:: Assigned task ::
Find every line below that contains the word "photo" and copy it out.
[[ Data shown open ]]
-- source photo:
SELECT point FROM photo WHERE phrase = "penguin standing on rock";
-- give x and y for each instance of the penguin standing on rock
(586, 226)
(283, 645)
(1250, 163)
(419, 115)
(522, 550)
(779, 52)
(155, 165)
[[ Data shown closed ]]
:: Reply ::
-- source photo:
SELECT point FROM photo WHERE phrase = "penguin standing on rock";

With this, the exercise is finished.